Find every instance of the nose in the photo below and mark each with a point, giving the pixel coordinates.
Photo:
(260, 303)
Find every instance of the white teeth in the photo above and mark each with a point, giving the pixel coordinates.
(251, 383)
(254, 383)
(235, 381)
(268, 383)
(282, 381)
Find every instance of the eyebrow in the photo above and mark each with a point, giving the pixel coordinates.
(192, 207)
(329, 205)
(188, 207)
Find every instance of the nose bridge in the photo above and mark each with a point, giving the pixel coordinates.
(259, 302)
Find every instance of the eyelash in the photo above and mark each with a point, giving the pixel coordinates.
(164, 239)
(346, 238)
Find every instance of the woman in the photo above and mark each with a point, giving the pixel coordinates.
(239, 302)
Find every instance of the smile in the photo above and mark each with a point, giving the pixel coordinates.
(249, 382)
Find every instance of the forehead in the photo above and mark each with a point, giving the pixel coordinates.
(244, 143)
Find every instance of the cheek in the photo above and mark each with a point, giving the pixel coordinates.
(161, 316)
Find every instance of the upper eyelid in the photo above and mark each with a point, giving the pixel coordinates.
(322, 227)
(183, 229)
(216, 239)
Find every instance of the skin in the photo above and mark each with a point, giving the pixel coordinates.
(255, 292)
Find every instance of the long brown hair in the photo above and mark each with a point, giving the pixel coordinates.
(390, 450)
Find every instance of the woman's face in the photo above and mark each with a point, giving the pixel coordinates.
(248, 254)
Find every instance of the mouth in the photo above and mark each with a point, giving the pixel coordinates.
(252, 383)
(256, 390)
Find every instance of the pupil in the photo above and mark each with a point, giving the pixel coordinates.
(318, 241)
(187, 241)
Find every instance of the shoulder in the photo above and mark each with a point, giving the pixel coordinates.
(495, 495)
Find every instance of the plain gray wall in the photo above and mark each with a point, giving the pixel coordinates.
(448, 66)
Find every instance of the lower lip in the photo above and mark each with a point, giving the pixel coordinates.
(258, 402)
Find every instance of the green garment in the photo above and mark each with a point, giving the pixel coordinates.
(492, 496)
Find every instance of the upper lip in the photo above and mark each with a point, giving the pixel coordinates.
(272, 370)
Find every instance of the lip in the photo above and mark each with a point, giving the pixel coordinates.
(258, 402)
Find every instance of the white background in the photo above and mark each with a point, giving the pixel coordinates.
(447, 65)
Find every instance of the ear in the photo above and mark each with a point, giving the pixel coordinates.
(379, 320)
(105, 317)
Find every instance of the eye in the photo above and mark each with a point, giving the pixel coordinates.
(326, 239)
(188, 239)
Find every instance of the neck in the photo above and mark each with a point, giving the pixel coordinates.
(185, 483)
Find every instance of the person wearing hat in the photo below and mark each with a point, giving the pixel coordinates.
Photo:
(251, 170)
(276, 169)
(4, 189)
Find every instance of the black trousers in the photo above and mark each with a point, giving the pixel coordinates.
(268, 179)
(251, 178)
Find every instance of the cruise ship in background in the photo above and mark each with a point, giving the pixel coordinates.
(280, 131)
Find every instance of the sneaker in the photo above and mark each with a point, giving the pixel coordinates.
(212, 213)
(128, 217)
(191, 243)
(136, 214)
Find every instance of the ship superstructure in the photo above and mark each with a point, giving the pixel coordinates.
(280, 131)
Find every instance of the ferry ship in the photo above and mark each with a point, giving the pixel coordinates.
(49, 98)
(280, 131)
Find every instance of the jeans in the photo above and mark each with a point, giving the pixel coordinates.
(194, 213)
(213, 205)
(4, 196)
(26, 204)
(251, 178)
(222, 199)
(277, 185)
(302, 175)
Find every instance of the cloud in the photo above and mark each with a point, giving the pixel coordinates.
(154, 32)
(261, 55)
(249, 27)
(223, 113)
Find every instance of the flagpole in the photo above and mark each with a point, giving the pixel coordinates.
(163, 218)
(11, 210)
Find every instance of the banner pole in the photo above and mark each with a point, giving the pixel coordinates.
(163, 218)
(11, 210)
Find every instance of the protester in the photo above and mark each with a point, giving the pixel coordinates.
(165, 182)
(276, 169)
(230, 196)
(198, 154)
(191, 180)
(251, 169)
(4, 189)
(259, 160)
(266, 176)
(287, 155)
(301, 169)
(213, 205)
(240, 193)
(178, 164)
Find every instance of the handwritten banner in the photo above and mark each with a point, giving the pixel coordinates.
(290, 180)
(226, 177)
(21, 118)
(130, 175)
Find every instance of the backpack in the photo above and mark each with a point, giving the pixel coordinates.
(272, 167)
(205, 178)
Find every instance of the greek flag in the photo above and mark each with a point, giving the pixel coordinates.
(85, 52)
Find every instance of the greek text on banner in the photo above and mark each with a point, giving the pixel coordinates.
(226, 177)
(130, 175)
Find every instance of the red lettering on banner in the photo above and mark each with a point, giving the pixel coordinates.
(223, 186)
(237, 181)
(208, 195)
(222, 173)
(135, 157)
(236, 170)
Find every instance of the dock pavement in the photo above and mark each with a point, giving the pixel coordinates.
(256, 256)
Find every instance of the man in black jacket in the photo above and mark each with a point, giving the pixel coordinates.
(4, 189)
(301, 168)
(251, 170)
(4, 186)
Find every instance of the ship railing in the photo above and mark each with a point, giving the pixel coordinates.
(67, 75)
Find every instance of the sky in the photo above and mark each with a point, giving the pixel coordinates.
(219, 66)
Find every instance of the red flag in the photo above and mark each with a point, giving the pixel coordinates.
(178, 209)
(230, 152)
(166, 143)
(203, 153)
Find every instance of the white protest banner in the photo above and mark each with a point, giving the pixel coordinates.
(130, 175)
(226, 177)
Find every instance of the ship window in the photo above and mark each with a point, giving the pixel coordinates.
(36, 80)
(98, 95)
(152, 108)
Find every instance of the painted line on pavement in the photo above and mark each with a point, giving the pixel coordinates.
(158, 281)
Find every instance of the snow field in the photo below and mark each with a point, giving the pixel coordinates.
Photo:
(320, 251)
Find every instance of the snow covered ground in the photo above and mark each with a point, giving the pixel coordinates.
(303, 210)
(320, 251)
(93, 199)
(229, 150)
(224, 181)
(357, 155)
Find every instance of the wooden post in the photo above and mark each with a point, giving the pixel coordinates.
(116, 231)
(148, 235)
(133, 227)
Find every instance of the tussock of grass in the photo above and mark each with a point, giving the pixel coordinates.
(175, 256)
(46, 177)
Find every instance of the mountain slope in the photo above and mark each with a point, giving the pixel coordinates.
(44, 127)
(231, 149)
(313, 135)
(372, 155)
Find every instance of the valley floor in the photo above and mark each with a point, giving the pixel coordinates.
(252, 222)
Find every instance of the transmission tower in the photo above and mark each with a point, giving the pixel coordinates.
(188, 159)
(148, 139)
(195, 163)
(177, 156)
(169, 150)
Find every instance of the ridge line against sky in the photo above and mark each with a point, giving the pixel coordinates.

────

• **WORK REQUIRED**:
Write out the material again, matching every line.

• **RESULT OF THE EXERCISE**:
Find every instance of the nose in the photo below and mark each with a point, giving the pixel coordinates.
Photo:
(260, 303)
Find every instance of the white teeth in the photo above and mark each with a point, giving the pixel coordinates.
(251, 383)
(254, 383)
(235, 381)
(268, 383)
(282, 381)
Find every instance of the eyebrow in the photo above and mark each with a point, giving the pixel coordinates.
(192, 207)
(329, 205)
(188, 207)
Find every instance of the nose bridge in the photo above and mark each with a point, giving the pixel coordinates.
(259, 302)
Find every instance of the eyelash in the photo above and mark each with a point, giving the pixel coordinates.
(164, 239)
(346, 238)
Find every instance of the woman in the photo above and mark each with a point, giving the pixel coordinates.
(239, 302)
Find every instance of the smile in the photo above and mark each with a point, giving the pixel coordinates.
(249, 382)
Find every instance of the forehead in the photo above and mark each with a point, giving the pixel coordinates.
(244, 143)
Find every instance of the cheek in the photo above and mark each with a point, giving the pixel coordinates.
(161, 316)
Find every instance of the upper eyelid in the photo above and mark each with a point, giving the pixel coordinates.
(322, 227)
(183, 229)
(216, 239)
Find every instance of the skin in the photo above and mark each with a point, giving the pixel coordinates.
(255, 292)
Find every instance of the long brown hair in the photo above and mark each with a point, giving the pixel coordinates.
(390, 450)
Find every instance of the woman's face in the photo above and mark each with a point, giving the pixel coordinates.
(248, 254)
Find every instance of the mouth in the photo above and mark each with a point, giving the pixel coordinates.
(252, 383)
(256, 390)
Find every instance of the pupil in the photo above and mark each with a point, giving the pixel coordinates.
(318, 241)
(187, 241)
Find every instance of the shoulder in the photo above and mark each with a point, giving the pixel coordinates.
(495, 495)
Find every instance of the plain gray wall in the photo above and mark each with a point, giving the pixel coordinates.
(448, 66)
Find every instance of the lower lip in the photo above and mark each with a point, giving the pixel coordinates.
(258, 402)
Find every instance of the green garment in the photo above and mark each with a point, giving the pixel coordinates.
(492, 496)
Find every instance of the upper lip in the photo above and mark each with a point, giving the pixel coordinates.
(272, 370)
Find every instance of the lip in the photo above and mark each with a point, giving the pixel coordinates.
(258, 402)
Find every instance of the white background in the photo above and mark each with a point, giving the pixel coordinates.
(447, 65)
Find every instance of the ear in the photo above and mark each with a point, giving the pixel coordinates.
(379, 320)
(105, 317)
Find every instance of the eye in the photo above and mark each with a point, giving the pixel coordinates.
(326, 239)
(188, 239)
Find every instance of the neck in the photo above and mark each with a point, giving the pixel coordinates.
(185, 483)
Find every instance of the person wearing hat in the photo below and mark each with a point, giving the pixel coordinates.
Photo:
(251, 170)
(276, 169)
(4, 189)
Find every instance of the black trousers in the photo above and mark each with a point, giving the pixel coordinates.
(268, 179)
(251, 178)
Find every instance of the cruise ship in background in the photo above and mark each with a point, giving the pixel coordinates.
(280, 131)
Find every instance of the sneaker in the photo above and mark each with a point, giving the pixel coordinates.
(212, 213)
(128, 217)
(191, 243)
(136, 214)
Find every instance of the ship superstructure in the photo above and mark each with a point, giving the pixel coordinates.
(280, 131)
Find every instance of the ferry ship in the photo above and mark each with a point, giving the pixel coordinates.
(49, 98)
(280, 131)
Find every instance of the jeans in the photo above and mark each with a point, giving the pixel coordinates.
(194, 213)
(213, 205)
(4, 196)
(26, 204)
(251, 178)
(222, 199)
(277, 185)
(302, 175)
Find every instance of the cloud in the photo above and mark each with a point, giving the pixel coordinates.
(154, 32)
(261, 55)
(249, 27)
(223, 113)
Find every instance of the flagpole in the photo above and mark each with a point, giving the pixel coordinates.
(163, 218)
(11, 210)
Find every instance of the banner pole in the photo above and mark each with a point, giving the pixel coordinates.
(163, 218)
(11, 210)
Find every instance of the protester in the photo above and mark each with a point, giving the pixel coordinates.
(165, 182)
(276, 169)
(230, 196)
(198, 154)
(191, 180)
(251, 169)
(4, 189)
(259, 160)
(266, 176)
(287, 155)
(301, 169)
(213, 205)
(240, 193)
(178, 164)
Find every instance of the handwritten banner in the photo above and mark each with a point, giving the pixel coordinates.
(290, 180)
(226, 177)
(21, 118)
(130, 175)
Find every instance of the backpack in the photo above and mark each with a point, giving the pixel coordinates.
(272, 167)
(205, 178)
Find every instance of the greek flag in the photo above and mark each with a point, giving the pixel coordinates.
(85, 52)
Find every instance of the greek text on banner in the photo above and mark each with a point, giving the pixel coordinates.
(226, 177)
(130, 175)
Find every instance of the red lettering on banner in the photo above and mark each with a point, giving the pixel coordinates.
(223, 186)
(237, 181)
(208, 195)
(222, 173)
(135, 157)
(236, 170)
Find every instance of the dock pavement in the photo above and mark each with a point, giving the pixel coordinates.
(256, 256)
Find every instance of the man in black jacket in the photo above and mark each with a point, giving the pixel coordinates.
(4, 189)
(301, 168)
(251, 170)
(4, 186)
Find every instance of the ship railing in the photo above and mark each with a point, giving the pixel coordinates.
(67, 75)
Find every instance of the sky in the photo above and mark each with a point, giving the pixel coordinates.
(219, 66)
Find every instance of the red flag in the photo above and mark each with a point, giving the pixel coordinates.
(178, 209)
(230, 152)
(166, 143)
(203, 153)
Find every instance of the white protest banner in the photo above and mark each with a point, giving the pixel coordinates.
(130, 175)
(226, 177)
Find every instance of the ship window in the photo above and mark each with a point, giving the pixel coordinates.
(36, 80)
(98, 95)
(152, 108)
Find every instance of the painted line on pavement in the photo above and mark each with a point, giving the pixel coordinates.
(158, 281)
Find every instance of the snow field in the photo below and mark each with a point, giving the pixel coordinates.
Photo:
(320, 251)
Find every instance of the snow covered ground in the photo above and mark each with a point, giving the pixel coordinates.
(303, 210)
(320, 251)
(93, 199)
(229, 150)
(224, 181)
(357, 155)
Find every instance of the wooden post in the photo above and mark each with a point, giving the pixel coordinates.
(116, 231)
(148, 235)
(133, 227)
Find every instance of the tussock of grass in the photo above and mark each with a point, giving the pixel coordinates.
(175, 256)
(46, 177)
Find every instance of the mountain slope in the photo above and mark each with a point, giving the pixel coordinates.
(44, 127)
(231, 149)
(313, 135)
(372, 155)
Find every instance of the valley floor in the photo above and mark each with a point, giving the pixel coordinates.
(252, 222)
Find every instance of the transmission tower in the photo above and mark each with a point, giving the pixel coordinates.
(188, 159)
(148, 139)
(195, 163)
(177, 156)
(169, 150)
Find every instance of the ridge line against sky in the photo above and mark each with a point, giving the pixel coordinates.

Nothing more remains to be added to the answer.